INSTRUCTIONS FOR THE TASK.
Reproduce the records word for word, starting at their first line and ending with the line that contains "Then put one point on each instance of the bird's foot". Include both of those lines.

[Point labeling examples]
+---+

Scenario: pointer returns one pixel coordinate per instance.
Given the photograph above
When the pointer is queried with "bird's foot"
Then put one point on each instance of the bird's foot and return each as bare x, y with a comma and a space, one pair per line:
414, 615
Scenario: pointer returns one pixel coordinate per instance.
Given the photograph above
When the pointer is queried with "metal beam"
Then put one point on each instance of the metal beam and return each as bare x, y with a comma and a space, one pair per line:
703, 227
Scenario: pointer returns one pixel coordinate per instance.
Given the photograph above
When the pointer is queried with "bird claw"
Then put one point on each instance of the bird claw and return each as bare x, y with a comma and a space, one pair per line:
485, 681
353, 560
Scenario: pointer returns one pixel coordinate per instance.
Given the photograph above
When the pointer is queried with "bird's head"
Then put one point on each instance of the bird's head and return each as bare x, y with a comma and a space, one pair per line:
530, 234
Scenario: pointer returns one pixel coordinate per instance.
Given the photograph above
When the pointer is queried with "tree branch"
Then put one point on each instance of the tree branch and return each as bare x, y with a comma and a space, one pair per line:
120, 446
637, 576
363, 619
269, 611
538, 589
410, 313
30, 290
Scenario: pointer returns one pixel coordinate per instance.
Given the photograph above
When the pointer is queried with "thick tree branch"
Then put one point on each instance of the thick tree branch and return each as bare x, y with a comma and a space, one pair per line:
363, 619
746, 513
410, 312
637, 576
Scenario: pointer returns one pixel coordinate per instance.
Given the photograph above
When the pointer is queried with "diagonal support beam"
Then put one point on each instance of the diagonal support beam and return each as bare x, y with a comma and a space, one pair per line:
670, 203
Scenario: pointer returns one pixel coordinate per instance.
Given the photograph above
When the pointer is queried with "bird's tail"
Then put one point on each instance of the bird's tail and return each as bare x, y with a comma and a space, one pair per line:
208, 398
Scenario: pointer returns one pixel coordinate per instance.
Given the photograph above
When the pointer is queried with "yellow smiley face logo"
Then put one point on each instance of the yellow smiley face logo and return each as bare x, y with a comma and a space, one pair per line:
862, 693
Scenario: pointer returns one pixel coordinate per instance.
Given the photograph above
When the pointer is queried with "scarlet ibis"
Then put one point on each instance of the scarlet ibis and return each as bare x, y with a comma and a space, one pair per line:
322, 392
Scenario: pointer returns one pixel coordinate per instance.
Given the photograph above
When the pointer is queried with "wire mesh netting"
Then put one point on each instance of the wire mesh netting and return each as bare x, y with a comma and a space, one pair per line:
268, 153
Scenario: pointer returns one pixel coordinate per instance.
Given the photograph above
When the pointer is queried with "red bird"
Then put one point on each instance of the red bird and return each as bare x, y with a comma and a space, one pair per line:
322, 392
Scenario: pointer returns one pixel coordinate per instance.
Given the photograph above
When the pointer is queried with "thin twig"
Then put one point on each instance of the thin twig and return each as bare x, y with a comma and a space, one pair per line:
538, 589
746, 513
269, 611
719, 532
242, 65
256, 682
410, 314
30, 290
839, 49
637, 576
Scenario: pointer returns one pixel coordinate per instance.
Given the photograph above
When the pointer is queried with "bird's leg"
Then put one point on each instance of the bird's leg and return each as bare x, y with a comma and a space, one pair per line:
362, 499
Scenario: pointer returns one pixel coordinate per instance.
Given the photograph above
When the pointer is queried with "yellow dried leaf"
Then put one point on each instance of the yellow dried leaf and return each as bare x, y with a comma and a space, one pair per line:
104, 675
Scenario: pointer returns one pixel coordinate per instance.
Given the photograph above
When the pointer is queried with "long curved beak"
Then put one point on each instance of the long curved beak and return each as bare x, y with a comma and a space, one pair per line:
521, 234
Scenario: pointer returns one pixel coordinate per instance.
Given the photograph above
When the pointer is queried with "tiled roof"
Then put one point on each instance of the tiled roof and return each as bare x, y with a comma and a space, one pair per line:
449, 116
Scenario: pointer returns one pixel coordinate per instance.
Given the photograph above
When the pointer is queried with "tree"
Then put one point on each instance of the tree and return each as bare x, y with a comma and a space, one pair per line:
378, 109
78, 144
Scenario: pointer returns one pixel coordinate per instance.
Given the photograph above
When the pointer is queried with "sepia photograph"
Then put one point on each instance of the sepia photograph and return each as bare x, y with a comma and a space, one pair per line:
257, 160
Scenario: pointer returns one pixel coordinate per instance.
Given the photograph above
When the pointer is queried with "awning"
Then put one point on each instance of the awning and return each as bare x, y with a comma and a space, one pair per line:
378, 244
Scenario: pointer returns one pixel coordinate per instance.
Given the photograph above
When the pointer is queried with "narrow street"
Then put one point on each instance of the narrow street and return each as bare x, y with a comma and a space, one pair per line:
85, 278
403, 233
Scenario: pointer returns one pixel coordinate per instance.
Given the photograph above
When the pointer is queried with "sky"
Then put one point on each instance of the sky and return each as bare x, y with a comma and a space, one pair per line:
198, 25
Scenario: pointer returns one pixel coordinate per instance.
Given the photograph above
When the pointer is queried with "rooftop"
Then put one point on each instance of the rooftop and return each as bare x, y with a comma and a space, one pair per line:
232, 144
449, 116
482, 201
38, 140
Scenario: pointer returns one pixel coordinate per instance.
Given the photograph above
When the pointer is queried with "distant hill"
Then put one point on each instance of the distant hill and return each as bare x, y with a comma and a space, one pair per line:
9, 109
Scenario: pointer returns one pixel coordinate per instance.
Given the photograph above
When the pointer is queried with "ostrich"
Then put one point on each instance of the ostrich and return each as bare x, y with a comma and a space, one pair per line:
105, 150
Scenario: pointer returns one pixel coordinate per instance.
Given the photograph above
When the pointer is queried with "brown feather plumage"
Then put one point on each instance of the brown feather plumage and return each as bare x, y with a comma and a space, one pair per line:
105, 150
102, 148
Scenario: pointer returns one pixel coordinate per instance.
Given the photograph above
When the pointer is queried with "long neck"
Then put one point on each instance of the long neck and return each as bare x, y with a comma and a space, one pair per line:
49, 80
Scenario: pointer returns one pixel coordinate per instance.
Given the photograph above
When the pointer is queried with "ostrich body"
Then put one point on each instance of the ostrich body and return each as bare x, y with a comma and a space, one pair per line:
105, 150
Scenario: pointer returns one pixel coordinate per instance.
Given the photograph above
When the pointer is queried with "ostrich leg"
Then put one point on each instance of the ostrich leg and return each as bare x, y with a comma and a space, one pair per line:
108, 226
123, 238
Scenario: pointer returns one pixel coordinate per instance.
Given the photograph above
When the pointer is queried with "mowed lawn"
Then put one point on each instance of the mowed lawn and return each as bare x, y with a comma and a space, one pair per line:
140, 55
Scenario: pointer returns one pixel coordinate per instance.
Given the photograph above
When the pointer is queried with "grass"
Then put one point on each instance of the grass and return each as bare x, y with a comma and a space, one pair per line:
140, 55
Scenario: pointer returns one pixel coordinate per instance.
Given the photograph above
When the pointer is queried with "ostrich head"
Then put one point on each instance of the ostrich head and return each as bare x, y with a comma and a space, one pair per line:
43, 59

+---+

RESULT.
Scenario: pointer returns one pixel coordinate per instance.
Given the photograph above
When the pointer is queried with "bird's foot"
Then put one point on each instance of the bird's foot and return each as bare x, y with a comma and a space, one pair per line:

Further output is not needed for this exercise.